§ **EXPLORE THE MATERIAL**
1 > Could you reproduce the worm embryogenesis article starting with "EDITOR’S CHOICE IN" and going on through "Science, 365:eaax1971, 2019.", changing "molecular atlas" to "molecular map"?
2 > How would the worm embryogenesis article continue after its final line?

Worm Embryogenesis: Cell by Cell and Gene by Gene
Worm Embryogenesis: Cell by Cell and Gene by Gene

Worm Embryogenesis: Cell by Cell and Gene by Gene

A single-cell map of C. elegans’s transcriptome during development finds cell lineages that start out genetically different and end up as cells of similar function and genetic profile.

Dec 1, 2019
Kerry Grens

ABOVE: Each cell in the C. elegans embryo arranged by transcriptome similarity and color coded for when in development they are present.
© COLE TRAPNELL, UNIVERSITY OF WASHINGTON

EDITOR’S CHOICE IN DEVELOPMENTAL BIOLOGY

The paper

J.S. Packer et al., “A lineage-resolved molecular atlas of C. elegans embryogenesis at single-cell resolution,” Science, 365:eaax1971, 2019.

§ **INPUT DATA**
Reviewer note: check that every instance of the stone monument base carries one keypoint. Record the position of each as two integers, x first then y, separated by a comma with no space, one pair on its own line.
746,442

§ **RESPONSES TO THE TASKS**
1 >
EDITOR’S CHOICE IN DEVELOPMENTAL BIOLOGY

The paper

J.S. Packer et al., “A lineage-resolved molecular map of C. elegans embryogenesis at single-cell resolution,” Science, 365:eaax1971, 2019.

2 >
Since the late Sydney Brenner first slid a C. elegans under the microscope more than a half century ago, scientists have used the species in one of the most exhaustive investigations of any animal—one that continues to this day. They have tracked each of the nematode’s cells as it blinks in and out of existence during development, sequenced the animal’s genome, and cataloged the transcriptome of the whole organism or the occasional tissue or cell. Now, Junhyong Kim, a developmental biologist at the University of Pennsylvania, and his colleagues have traced the gene expression in nearly every cell, one by one, in developing worms, from fertilization to hatching. 

“For every gene, you see where and when it’s expressed,” says Itai Yanai, a computational biologist at New York University’s School of Medicine who was not involved in the study. “That’s a tremendous step forward.”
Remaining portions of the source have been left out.